── SELECTED EXCERPT ──
[MPICH] MPICH2 performance issue with dual core

Thu Jan 3 11:19:27 CST 2008

On Thu, 2007-12-27 at 13:37 -0500, Tony Ladd wrote:
> 
> 2) In the Alltoall I noticed that MPICH1 posts all the receives and
> then 
> uses non-blocking sends + Msg_Wait. This can lead to oversubscription 
> and packet loss in my experience. Last year, when working with
> Guiseppe 
> Ciaccio to test MPIGAMMA on our cluster I found truly horrible 
> performance on Alltoall  for large numbers of processes (hours
> instead 
> of seconds for M ~ 100). The problem was exacerbated by GAMMA's 
> rudimentary flow control which does not expect oversubscription.
> However 
> in my opinion a scalable collective algorithm should not
> oversubscribe 
> if at all possible. In the case of Alltoall an additional loop
> enables 
> an arbitrary number of receives to be posted at once. I found about 4 
> was optimum for MPIGAMMA.

The naive implementation of this won't work, you find you need a barrier
at the end of each loop to ensure all processes proceed lockstep.

The best way to do it is to pipeline the inner loop with itself, have
each iteration of the loop consist of four receives, ideally a barrier,
four sends and a final barrier.  If you have asynchronous barriers then
you can pipeline multiple iterations of the loop to ensure the network
is kept busy and hence achieving maximum performance.  A loop size of
four and a pipeline depth of two would have a maximum of eight active
receives to any given process at any one time and other than any
in-balances in the network a minimum of four.  Any in-balances would be
corrected each iteration of the loop however.

To do this you need a low overhead asynchronous barrier, If the barrier
is slow and the process count allows it you can simply increase the
pipeline depth to maintain full utilisation however it does help if it's
low CPU overhead.

Ashley,
───
» **CHALLENGE A**
In the MPICH2 performance thread, what loop size and pipeline depth would give a maximum of eight active receives to any given process?
── GIVEN DATA ──
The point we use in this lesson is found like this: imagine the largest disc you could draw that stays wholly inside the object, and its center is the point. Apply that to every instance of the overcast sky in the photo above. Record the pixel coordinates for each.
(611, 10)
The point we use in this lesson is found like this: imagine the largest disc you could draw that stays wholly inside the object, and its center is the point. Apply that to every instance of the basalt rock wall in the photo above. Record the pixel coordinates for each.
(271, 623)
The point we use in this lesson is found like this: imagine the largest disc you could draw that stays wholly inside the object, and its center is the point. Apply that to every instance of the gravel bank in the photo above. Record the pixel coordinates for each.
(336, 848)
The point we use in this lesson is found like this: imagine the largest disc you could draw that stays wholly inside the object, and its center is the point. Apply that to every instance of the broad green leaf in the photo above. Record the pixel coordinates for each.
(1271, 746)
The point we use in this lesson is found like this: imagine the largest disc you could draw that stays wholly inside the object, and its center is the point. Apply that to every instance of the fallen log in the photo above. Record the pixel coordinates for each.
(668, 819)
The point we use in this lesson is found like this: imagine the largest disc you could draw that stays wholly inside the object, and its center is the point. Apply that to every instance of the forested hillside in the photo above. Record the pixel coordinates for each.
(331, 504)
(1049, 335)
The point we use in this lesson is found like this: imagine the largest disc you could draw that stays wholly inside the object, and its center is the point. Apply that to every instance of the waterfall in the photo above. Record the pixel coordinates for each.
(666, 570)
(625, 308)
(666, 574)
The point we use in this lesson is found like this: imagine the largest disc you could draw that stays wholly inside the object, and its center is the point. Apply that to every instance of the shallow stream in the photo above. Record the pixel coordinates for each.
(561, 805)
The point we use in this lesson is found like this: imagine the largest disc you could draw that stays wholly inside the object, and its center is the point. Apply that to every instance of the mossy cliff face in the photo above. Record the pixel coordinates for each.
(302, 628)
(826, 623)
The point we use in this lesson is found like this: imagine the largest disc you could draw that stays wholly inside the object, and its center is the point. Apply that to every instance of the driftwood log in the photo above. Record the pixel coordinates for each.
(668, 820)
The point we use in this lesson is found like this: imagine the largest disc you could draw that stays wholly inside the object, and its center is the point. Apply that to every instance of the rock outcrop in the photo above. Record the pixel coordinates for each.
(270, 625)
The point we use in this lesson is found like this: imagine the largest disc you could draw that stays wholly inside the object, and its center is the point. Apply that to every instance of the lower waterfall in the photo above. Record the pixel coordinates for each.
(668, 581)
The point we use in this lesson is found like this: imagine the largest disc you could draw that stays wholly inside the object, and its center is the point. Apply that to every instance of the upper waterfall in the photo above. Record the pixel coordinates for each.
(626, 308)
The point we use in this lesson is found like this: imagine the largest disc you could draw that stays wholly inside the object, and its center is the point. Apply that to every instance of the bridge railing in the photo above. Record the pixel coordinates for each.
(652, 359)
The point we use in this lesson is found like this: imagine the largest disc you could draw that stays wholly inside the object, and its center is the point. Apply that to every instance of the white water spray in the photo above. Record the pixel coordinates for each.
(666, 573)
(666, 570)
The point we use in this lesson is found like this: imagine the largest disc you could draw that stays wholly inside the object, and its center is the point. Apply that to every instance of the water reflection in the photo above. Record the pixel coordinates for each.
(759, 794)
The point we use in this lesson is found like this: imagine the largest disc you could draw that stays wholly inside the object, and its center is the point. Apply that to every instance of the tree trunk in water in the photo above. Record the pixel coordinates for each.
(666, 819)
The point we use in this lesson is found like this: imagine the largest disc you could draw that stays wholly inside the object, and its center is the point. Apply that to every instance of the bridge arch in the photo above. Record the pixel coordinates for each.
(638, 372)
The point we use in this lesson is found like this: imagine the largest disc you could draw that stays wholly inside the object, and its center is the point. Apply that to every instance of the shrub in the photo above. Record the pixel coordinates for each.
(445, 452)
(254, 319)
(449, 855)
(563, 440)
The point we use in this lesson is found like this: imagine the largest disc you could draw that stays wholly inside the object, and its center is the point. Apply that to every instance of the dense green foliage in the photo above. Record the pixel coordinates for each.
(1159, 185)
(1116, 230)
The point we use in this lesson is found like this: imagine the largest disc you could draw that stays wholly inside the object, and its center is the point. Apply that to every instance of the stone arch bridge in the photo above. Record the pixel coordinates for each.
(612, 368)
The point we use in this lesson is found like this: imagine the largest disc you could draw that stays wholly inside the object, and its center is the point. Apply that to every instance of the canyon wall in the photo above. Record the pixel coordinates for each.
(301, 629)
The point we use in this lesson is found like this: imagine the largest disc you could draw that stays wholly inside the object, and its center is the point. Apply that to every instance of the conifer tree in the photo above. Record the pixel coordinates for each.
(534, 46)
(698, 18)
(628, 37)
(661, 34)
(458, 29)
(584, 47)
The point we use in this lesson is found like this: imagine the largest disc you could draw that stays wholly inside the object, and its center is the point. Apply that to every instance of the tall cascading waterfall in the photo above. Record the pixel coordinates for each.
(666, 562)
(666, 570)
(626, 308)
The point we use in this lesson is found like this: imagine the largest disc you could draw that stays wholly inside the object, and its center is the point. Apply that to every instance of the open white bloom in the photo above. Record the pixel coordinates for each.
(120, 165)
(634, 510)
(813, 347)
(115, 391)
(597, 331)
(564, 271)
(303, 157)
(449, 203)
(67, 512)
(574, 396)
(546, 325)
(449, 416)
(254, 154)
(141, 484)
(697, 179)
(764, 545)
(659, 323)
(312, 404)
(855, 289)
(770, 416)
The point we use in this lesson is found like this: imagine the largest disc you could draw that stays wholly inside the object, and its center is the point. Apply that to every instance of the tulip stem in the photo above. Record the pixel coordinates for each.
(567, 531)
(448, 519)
───
» **CHALLENGE B**
How many lines in the rows above contain the string "mossy"? Reply with the number alone.

» **TASK RESPONSE A**
A loop size of four and a pipeline depth of two.

» **TASK RESPONSE B**
1